**PROBLEM**
Which lines in the data below contain the string "fence", matching case? Pull out each of those lines and copy it in full.

*** TASK INPUT

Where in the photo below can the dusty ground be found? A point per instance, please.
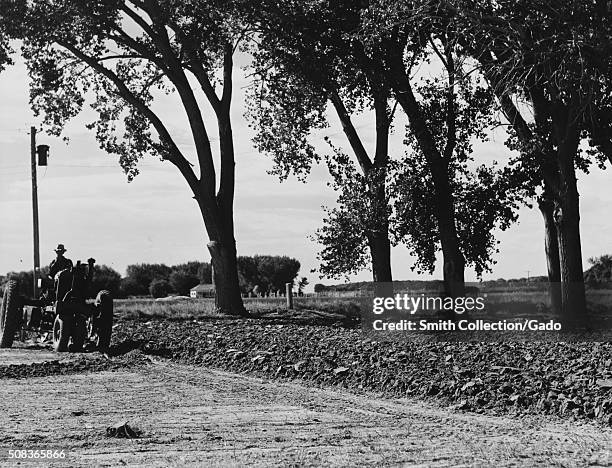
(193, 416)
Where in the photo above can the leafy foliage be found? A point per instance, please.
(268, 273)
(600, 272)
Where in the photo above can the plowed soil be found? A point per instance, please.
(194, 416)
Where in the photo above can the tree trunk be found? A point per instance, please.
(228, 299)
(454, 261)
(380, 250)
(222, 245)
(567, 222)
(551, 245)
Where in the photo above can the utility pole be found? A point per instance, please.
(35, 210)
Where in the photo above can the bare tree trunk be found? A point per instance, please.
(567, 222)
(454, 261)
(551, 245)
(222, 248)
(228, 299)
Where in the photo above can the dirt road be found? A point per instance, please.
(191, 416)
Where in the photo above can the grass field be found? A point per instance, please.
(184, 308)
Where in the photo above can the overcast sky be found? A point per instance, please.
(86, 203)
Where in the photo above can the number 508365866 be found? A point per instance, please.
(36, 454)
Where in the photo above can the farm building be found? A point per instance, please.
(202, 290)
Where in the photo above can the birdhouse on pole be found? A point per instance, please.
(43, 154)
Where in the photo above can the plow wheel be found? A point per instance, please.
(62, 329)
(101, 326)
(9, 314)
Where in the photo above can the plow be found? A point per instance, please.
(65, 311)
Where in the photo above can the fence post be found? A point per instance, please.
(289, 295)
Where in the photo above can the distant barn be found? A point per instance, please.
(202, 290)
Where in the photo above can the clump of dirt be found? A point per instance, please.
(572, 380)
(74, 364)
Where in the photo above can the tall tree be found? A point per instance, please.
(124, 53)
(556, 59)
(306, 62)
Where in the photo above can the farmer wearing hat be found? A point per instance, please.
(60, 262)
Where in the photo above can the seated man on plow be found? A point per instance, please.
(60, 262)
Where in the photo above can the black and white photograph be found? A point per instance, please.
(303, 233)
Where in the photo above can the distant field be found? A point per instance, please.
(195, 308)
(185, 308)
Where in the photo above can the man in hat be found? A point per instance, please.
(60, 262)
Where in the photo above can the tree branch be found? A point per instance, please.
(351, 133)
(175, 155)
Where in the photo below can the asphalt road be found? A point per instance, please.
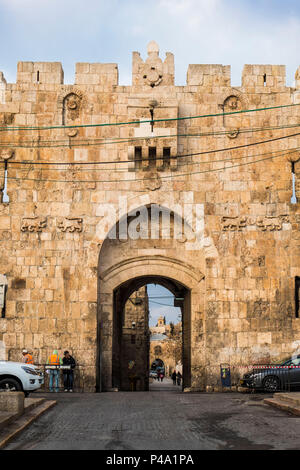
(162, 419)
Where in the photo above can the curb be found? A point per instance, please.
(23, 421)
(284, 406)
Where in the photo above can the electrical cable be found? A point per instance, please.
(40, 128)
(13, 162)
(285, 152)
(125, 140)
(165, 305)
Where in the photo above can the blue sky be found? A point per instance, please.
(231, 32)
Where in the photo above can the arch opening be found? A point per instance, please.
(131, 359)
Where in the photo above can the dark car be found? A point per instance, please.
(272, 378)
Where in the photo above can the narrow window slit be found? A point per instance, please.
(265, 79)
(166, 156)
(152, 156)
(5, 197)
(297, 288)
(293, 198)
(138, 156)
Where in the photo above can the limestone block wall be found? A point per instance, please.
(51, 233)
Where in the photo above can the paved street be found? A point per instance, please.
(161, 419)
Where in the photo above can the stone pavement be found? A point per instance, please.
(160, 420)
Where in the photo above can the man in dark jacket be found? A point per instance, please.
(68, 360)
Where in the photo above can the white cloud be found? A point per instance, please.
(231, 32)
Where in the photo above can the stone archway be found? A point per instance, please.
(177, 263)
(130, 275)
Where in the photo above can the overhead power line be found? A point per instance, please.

******
*** TASK INPUT

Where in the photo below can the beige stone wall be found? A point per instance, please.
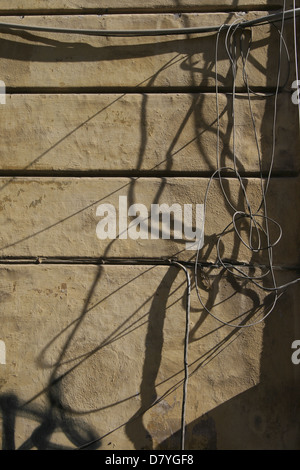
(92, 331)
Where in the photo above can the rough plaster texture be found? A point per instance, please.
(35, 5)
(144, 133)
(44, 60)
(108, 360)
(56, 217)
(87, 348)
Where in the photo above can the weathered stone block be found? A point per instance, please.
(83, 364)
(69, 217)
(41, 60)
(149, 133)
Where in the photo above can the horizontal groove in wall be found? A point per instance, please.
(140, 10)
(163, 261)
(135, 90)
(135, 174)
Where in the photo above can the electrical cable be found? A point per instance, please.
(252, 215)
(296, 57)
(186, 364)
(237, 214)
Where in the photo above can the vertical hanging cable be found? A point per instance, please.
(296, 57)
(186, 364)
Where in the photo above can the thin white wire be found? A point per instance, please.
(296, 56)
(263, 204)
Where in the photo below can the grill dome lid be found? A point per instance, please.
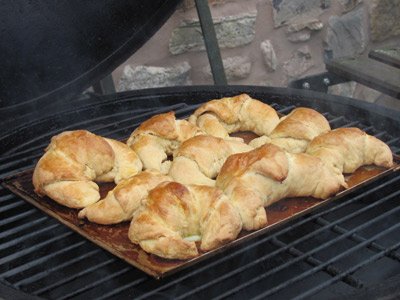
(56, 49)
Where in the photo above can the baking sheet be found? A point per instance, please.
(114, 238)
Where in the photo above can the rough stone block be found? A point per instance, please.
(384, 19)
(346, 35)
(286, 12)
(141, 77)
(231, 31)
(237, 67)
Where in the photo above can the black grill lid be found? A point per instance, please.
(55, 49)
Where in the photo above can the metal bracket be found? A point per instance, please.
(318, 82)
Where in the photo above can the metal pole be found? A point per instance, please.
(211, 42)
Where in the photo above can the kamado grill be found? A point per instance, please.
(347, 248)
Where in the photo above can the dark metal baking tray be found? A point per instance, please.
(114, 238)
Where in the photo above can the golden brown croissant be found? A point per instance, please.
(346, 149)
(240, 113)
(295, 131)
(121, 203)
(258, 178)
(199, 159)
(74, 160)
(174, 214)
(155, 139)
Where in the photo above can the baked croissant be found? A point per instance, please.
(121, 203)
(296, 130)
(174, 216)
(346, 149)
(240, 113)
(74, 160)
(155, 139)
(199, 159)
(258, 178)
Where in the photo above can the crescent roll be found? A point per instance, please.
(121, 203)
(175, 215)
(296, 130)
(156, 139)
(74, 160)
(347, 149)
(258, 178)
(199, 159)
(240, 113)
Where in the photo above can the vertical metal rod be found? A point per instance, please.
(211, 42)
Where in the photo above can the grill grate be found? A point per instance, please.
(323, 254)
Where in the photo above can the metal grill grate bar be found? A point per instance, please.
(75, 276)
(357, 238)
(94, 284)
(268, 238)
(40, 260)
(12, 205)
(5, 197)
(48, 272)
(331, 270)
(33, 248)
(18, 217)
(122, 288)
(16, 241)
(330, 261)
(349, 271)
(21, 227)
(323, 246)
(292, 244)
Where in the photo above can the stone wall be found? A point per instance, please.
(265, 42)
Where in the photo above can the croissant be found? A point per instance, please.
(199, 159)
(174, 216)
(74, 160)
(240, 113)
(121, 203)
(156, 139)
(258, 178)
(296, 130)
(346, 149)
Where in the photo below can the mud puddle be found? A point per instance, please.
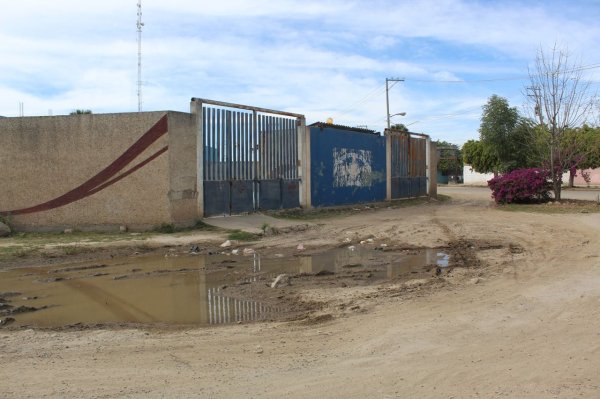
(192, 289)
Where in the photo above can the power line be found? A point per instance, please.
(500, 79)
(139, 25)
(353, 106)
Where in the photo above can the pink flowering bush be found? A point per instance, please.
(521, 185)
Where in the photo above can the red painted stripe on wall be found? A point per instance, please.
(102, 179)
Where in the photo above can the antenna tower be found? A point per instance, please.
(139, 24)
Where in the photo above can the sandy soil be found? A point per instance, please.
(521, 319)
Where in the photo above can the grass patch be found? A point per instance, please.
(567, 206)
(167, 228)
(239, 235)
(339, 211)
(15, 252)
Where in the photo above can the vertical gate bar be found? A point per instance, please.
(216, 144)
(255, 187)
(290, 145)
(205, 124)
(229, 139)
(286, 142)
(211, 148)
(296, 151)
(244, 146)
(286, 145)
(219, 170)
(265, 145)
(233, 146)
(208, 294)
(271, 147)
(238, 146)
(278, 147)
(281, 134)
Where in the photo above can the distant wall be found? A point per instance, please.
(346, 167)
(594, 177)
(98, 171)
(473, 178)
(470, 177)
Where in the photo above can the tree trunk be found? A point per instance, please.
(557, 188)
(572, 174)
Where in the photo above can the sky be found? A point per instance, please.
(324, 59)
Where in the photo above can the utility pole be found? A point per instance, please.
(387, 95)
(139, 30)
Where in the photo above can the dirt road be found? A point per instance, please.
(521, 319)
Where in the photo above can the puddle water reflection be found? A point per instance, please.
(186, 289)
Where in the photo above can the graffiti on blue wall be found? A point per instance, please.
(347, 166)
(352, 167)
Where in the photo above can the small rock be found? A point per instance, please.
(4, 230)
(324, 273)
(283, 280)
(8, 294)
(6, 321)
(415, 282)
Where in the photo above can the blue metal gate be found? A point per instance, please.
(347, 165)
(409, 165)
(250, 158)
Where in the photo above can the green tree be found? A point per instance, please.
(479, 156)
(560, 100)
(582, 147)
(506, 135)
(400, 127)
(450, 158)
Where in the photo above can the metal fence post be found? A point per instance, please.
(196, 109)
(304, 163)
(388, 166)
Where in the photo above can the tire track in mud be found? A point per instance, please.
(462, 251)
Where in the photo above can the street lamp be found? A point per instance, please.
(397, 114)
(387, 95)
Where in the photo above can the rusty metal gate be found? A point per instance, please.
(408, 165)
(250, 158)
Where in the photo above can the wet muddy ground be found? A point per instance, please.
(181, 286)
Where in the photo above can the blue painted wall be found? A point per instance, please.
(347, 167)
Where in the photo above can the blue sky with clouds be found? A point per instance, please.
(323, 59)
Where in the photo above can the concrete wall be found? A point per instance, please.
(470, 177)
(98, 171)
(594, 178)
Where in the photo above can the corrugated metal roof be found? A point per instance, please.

******
*** TASK INPUT

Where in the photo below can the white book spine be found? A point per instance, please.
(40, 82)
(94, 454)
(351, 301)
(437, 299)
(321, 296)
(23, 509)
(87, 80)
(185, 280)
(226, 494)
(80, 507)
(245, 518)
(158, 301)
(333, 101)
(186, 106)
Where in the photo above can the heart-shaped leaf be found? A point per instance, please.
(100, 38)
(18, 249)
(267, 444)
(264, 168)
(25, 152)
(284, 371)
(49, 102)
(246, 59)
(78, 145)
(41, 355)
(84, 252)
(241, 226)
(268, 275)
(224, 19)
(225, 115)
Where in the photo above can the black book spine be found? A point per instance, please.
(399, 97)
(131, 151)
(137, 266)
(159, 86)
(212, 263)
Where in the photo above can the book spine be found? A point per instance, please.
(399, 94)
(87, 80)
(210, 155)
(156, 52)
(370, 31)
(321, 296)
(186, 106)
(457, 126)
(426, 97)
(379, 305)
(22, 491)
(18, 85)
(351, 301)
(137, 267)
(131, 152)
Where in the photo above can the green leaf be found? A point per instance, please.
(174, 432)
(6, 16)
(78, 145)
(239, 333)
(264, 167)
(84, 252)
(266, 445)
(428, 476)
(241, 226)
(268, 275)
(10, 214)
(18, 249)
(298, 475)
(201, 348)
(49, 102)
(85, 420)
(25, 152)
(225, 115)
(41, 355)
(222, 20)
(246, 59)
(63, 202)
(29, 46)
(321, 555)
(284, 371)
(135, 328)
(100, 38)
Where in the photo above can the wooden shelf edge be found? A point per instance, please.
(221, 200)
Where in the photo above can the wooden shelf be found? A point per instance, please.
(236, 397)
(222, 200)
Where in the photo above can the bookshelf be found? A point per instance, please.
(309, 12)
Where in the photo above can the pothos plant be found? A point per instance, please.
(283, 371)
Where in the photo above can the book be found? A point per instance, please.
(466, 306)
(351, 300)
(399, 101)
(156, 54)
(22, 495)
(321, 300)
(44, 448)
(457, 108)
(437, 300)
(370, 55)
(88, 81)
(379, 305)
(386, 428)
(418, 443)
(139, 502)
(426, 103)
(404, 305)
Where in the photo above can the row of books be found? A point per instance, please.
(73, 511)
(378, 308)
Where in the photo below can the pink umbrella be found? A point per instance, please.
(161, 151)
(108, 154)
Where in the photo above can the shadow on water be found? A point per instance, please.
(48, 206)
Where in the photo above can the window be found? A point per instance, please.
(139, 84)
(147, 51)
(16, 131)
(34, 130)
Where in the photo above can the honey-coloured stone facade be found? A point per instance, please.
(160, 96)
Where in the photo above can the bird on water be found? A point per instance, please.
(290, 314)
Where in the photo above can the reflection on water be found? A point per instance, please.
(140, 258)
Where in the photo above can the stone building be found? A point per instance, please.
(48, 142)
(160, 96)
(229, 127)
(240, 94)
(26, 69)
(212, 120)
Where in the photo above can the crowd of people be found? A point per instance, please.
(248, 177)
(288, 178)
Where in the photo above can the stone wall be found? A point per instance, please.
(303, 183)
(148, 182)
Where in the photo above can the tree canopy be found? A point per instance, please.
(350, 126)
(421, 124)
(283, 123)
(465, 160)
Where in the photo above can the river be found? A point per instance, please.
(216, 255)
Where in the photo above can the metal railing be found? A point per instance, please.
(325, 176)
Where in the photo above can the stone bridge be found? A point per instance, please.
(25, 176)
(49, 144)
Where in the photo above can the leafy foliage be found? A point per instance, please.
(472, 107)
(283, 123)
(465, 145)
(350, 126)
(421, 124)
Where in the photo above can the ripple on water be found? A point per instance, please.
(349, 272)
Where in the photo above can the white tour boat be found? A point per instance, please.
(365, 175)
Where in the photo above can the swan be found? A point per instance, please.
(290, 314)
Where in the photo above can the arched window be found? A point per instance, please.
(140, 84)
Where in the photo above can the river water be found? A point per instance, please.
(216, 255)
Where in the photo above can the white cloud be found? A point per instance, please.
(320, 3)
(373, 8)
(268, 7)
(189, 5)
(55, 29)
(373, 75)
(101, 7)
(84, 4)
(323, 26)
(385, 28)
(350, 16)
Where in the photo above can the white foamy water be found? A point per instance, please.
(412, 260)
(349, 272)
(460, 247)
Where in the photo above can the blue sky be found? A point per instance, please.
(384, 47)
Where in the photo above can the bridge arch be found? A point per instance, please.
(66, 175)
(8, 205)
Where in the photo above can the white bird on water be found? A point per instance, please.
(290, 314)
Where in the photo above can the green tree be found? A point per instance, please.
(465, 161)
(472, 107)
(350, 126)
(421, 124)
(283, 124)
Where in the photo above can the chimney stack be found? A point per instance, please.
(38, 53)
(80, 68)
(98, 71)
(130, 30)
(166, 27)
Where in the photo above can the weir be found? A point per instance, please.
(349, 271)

******

**RESULT OF THIS EXERCISE**
Where in the photo above can the fence post be found? A point per instance, please.
Where in the photo above can the metal fence post be found? A point per instance, please.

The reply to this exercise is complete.